WORK INSTRUCTION:
An exact copy of every record below is required, with the pictures left out.

★ ★ ★ ★ ★ ★ ★

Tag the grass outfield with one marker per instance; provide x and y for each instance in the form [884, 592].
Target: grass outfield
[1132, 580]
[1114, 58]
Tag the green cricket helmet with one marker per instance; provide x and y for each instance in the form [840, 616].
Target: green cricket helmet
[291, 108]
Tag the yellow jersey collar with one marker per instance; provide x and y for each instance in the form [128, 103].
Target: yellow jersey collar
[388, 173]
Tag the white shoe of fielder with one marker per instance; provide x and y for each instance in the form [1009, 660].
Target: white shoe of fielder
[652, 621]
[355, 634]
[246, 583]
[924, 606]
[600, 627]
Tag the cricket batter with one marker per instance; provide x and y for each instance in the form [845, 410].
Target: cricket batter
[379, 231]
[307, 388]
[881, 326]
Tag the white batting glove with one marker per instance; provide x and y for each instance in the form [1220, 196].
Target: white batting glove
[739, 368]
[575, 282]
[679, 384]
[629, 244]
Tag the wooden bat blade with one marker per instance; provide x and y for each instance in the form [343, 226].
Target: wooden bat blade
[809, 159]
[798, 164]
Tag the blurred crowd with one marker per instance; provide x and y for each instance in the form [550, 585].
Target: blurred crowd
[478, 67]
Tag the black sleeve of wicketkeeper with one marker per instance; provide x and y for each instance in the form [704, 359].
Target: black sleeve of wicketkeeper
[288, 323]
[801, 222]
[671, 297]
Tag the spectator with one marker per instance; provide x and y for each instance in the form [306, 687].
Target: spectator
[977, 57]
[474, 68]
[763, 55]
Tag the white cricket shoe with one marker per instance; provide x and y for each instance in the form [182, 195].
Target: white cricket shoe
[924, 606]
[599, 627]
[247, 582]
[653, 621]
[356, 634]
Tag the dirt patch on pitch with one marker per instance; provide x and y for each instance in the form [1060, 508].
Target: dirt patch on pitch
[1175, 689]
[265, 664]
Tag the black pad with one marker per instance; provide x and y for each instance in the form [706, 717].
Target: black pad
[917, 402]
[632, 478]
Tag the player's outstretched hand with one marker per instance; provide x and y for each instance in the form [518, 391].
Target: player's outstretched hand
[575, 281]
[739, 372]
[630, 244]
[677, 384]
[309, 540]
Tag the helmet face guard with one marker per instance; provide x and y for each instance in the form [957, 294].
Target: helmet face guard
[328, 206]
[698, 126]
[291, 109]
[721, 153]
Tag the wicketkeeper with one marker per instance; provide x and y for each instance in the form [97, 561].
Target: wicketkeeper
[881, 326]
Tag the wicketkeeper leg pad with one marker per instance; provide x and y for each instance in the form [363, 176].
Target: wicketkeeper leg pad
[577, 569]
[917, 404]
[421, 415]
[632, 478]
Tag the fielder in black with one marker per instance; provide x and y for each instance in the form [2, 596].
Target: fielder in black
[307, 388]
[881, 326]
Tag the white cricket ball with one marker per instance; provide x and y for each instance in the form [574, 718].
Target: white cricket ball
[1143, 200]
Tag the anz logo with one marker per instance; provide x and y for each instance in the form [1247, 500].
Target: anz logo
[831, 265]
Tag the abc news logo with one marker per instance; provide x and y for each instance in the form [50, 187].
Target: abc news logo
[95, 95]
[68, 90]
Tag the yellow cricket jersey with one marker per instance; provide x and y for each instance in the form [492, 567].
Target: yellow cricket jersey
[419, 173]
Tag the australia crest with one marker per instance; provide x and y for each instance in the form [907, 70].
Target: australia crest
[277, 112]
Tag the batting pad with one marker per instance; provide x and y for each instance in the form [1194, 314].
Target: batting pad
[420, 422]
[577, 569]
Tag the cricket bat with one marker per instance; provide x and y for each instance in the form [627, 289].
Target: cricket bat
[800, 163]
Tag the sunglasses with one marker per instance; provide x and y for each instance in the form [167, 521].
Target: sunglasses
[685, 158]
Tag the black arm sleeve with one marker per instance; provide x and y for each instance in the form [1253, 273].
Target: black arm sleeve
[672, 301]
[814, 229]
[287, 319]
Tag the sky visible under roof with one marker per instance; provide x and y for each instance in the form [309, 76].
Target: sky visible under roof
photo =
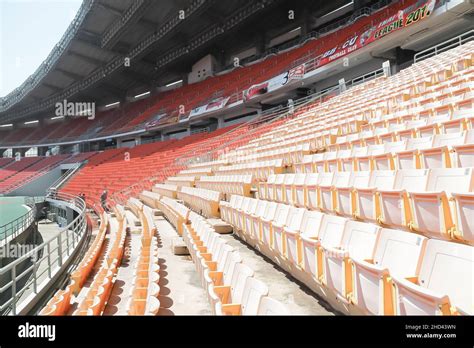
[29, 29]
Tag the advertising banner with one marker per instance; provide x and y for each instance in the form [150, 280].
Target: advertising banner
[404, 18]
[275, 83]
[214, 105]
[154, 122]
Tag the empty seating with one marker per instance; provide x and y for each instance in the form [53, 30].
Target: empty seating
[202, 200]
[167, 190]
[228, 184]
[396, 253]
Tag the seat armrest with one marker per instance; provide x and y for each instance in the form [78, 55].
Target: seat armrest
[223, 292]
[231, 309]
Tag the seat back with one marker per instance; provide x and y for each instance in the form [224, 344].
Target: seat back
[240, 275]
[411, 179]
[254, 291]
[399, 252]
[281, 214]
[261, 207]
[311, 223]
[359, 179]
[269, 306]
[331, 230]
[419, 143]
[382, 179]
[447, 269]
[295, 218]
[359, 239]
[270, 210]
[450, 180]
[233, 259]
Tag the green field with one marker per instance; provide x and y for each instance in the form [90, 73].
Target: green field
[11, 208]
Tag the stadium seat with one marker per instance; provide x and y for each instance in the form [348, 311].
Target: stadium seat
[395, 208]
[443, 284]
[372, 278]
[358, 242]
[431, 207]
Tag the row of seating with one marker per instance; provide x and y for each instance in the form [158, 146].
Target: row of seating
[436, 202]
[150, 198]
[227, 184]
[99, 292]
[196, 172]
[180, 181]
[416, 128]
[201, 200]
[144, 293]
[60, 303]
[167, 190]
[177, 214]
[83, 270]
[369, 269]
[231, 287]
[259, 170]
[454, 150]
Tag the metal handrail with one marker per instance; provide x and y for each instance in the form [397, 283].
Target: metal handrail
[444, 46]
[46, 259]
[64, 177]
[13, 228]
[366, 77]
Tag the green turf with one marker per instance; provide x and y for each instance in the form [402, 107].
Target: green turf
[11, 208]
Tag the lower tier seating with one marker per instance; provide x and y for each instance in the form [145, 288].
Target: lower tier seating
[367, 269]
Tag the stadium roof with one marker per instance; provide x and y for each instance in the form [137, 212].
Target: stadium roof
[161, 38]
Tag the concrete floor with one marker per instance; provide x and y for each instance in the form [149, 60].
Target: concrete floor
[297, 297]
[180, 290]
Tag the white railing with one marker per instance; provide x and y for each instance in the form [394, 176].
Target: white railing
[58, 183]
[444, 46]
[32, 272]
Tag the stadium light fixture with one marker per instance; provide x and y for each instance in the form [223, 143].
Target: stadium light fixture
[112, 104]
[337, 9]
[142, 94]
[174, 83]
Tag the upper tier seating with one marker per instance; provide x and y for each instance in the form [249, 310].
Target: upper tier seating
[376, 217]
[135, 114]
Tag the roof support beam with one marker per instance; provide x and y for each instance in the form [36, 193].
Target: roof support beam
[110, 9]
[85, 58]
[69, 74]
[130, 16]
[54, 88]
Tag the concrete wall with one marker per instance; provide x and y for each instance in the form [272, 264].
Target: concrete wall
[38, 186]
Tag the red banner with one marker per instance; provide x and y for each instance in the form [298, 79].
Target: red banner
[404, 18]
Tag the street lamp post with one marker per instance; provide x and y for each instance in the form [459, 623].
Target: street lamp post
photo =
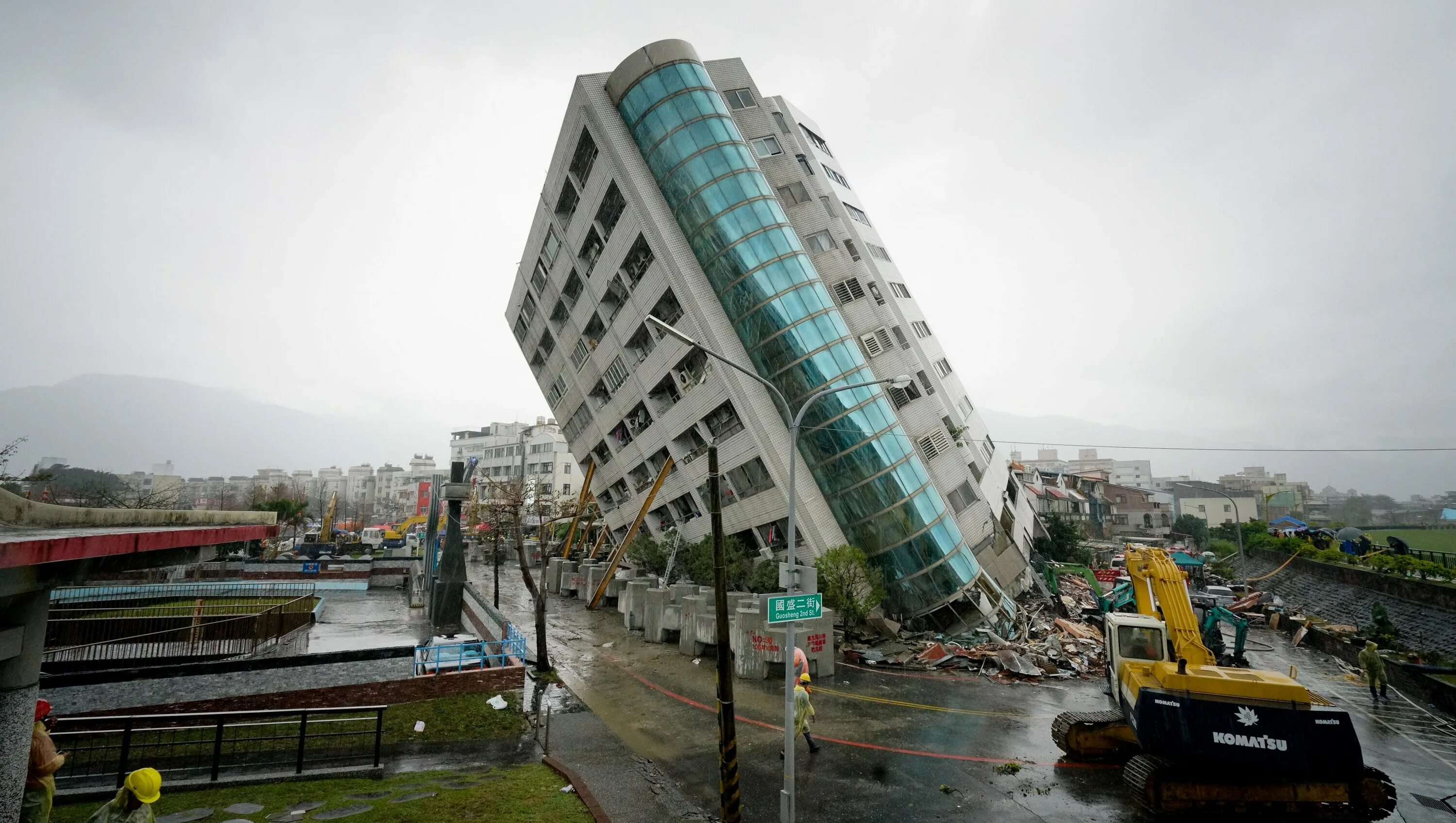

★ ★ ★ ★ ★ ★ ★

WRITTEN ANSWER:
Tag the grass outfield with one marker per instance; provide x and y for each instance in the form [884, 592].
Target: grass outfield
[1132, 580]
[1114, 58]
Tag the green cricket helmet with one marker per instance; provide x and y for each instance in the form [840, 616].
Target: green cricket helmet
[291, 108]
Tag the yellow jersey collar with one marker per instance; provide x and y for each instance in the form [128, 103].
Target: yellow jersey collar
[388, 173]
Tag the white shoe of fielder with one marker per instance; provide x and y for each instance in the form [1009, 660].
Target: white shoe of fielder
[652, 621]
[355, 634]
[246, 583]
[924, 606]
[600, 627]
Tag the cricket batter with one marker per instance; provide x and y for each instance in the form [845, 410].
Target: cricket batter
[379, 231]
[307, 388]
[881, 326]
Tag the white batting glove with one marker per instance; provide x and y for each instance in the form [1220, 196].
Target: white batting glove
[739, 368]
[575, 282]
[679, 384]
[629, 244]
Tag the wooden bat blade with one marker per instance; provide x and y for each instance in the form [343, 226].
Target: wooden bat blade
[809, 159]
[798, 164]
Tag the blurred crowd with one marker per instance; provide x and y for each instance in the form [550, 585].
Target: blurred crowd
[478, 67]
Tag the black sleeve of wicketkeeper with one marker per instance; provide x and y for each instance in the form [704, 359].
Target: black sleeve of wicketkeeper
[288, 323]
[801, 222]
[671, 297]
Tag the spectator with one marker per instance; provide x and y for each instance in the form [306, 687].
Target: spectator
[977, 57]
[474, 68]
[763, 55]
Tag the white cricket shoe with one marker per instance; provide x and y for each instance in the form [182, 195].
Target: white cricket shoe
[924, 606]
[599, 627]
[247, 582]
[653, 621]
[356, 634]
Tag the dirt patch on pitch with one marker per instance; provide x and y for each instance in the form [1060, 508].
Target: dirt patch on pitch
[1175, 689]
[265, 664]
Tag the black pad with one marker per instance; provide x and y for each instance in the form [706, 717].
Target: black pad
[917, 402]
[632, 478]
Tag the player's outstretched hand with one marker per instance; provide x and y for each instance in the form [518, 391].
Target: player's outstretched hand
[575, 281]
[739, 372]
[630, 244]
[677, 384]
[309, 540]
Tag the helmet face guard with one marker per instance; provide x and y for each instance in the form [957, 294].
Target: helmet face guard
[328, 206]
[698, 126]
[291, 109]
[721, 153]
Tag the wicketkeeper with one marker per instance; provide x and y for each instance in the form [97, 561].
Target: wicketkeeper
[881, 326]
Tag the wicketkeeper leg pad with one marker per instance; provide x and y for each instance in the form [363, 176].
Target: wicketkeeper leg pad
[577, 569]
[917, 404]
[421, 415]
[632, 478]
Tag the fielder in black with one marker per instance; provide x and y for each instance in the form [2, 596].
Target: fielder in black
[307, 388]
[881, 326]
Tag the white cricket ball with one marker per instance; provide x and y for each instance in the form [574, 718].
Target: white cricket ball
[1143, 200]
Tag the anz logo with one marker per instance; provide x and y for each instance in the form [1247, 500].
Target: anz logo
[831, 265]
Tag the abc news logo with one marker per instance; provide x and y for each instance in the form [50, 187].
Target: abc news logo
[95, 95]
[68, 90]
Tag the yellow cricket jersey with one marker per instance; provide x and y for each instance in the form [492, 567].
Target: yellow cricket jersey
[419, 173]
Tag the australia crest with one marker per instance; provide x and y for each instance in the form [907, 70].
Target: australia crest
[277, 112]
Tag the batting pad with one marker per instance; provide x and y for each instance in the form [1194, 314].
Target: batting pad
[420, 422]
[577, 569]
Tag the cricket bat with one marker per instance; provide x and y for each instance in the form [627, 289].
Target: cricket bat
[800, 163]
Tag the sunglasses with one marker per instance; provide x and y for each instance in the form [167, 521].
Target: sunglasses
[685, 158]
Tag the black arm sleeve with one marker per instance; provide x and y for each instance in the form [1253, 273].
Target: black arm sleeve
[672, 301]
[814, 229]
[287, 319]
Tag the sky visible under roof with one marker per instance; provide x and y for each instance in the form [309, 76].
Target: sky visible under roof
photo =
[29, 29]
Tag the advertising banner with one marker per instance; provide x and y for each instance in the form [150, 280].
Target: advertising banner
[404, 18]
[275, 83]
[214, 105]
[154, 122]
Tag the empty seating with one marker per instance; provide x and y for each instance in the form [53, 30].
Target: empty seating
[202, 200]
[167, 190]
[228, 184]
[396, 253]
Tag the seat armrest with one marker per instance; provide x and y for each instance in the form [78, 55].
Target: seat armrest
[223, 292]
[231, 309]
Tag the seat back with one marker per instance; provide x and y for each instance in the form [224, 344].
Target: seat back
[240, 275]
[411, 179]
[254, 291]
[399, 252]
[281, 214]
[261, 207]
[311, 223]
[359, 179]
[269, 306]
[331, 230]
[419, 143]
[382, 179]
[447, 269]
[295, 218]
[359, 239]
[270, 210]
[450, 180]
[233, 259]
Tag the green field with one marker per instance; provide x and y for each instance in the form [90, 73].
Target: green field
[11, 208]
Tag the stadium seat with one marker per instance; provide x and y for each instance in the form [348, 311].
Target: stadium seat
[395, 208]
[443, 284]
[372, 278]
[358, 242]
[431, 207]
Tag the row of seating with one marker per instance; provide x and y for each instance in the form [158, 146].
Target: row of seating
[436, 202]
[150, 198]
[227, 184]
[99, 292]
[196, 172]
[180, 181]
[416, 128]
[201, 200]
[144, 293]
[60, 303]
[167, 190]
[177, 214]
[83, 270]
[369, 269]
[231, 287]
[259, 170]
[454, 150]
Tag the metal handrail with one marker per instance; provide x and y for each instance in the form [397, 283].
Target: metal handrail
[444, 46]
[46, 259]
[64, 177]
[13, 228]
[366, 77]
Tag the green turf with one marker per instance; provide x and y for each instance in the form [402, 107].
Target: green turf
[11, 208]
Tag the lower tier seating with one marker per instance; provide x and y for each instance in the form [145, 288].
Target: lower tier seating
[367, 269]
Tag the stadium roof with one marker per instance; provide x and y for each instance in the form [137, 212].
Target: stadium roof
[161, 38]
Tag the concrete floor with one marker per instance; provide x and y for each instance in the form [149, 60].
Target: concrete floor
[297, 297]
[180, 290]
Tag the white railing with one marker per instance; provide x and y for each instance in the form [394, 176].
Target: white railing
[58, 183]
[444, 46]
[32, 272]
Tag the stadium light fixture with one marker per instance; provide x and y for each instance in the form [223, 143].
Target: stadium light fixture
[112, 104]
[337, 9]
[142, 94]
[174, 83]
Tag the upper tier seating with one marker per instance; provide x and y for each instance in the form [249, 310].
Target: upper tier seating
[376, 217]
[135, 114]
Tag the roof support beam with one marker per instance; provide x and y for each instance in the form [36, 193].
Target: roof support beam
[110, 9]
[85, 58]
[69, 74]
[130, 16]
[54, 88]
Tag the concrete wall with one marker per instance; provide x and y for each instance in the form [272, 264].
Target: concrete wall
[38, 186]
Tag the red banner with one marker per instance; provide x and y for each instance in the form [298, 79].
Target: red banner
[404, 18]
Tag the street lamp post with one marker per instance; provide x and y for each instance in the form [459, 623].
Target: street lamp post
photo =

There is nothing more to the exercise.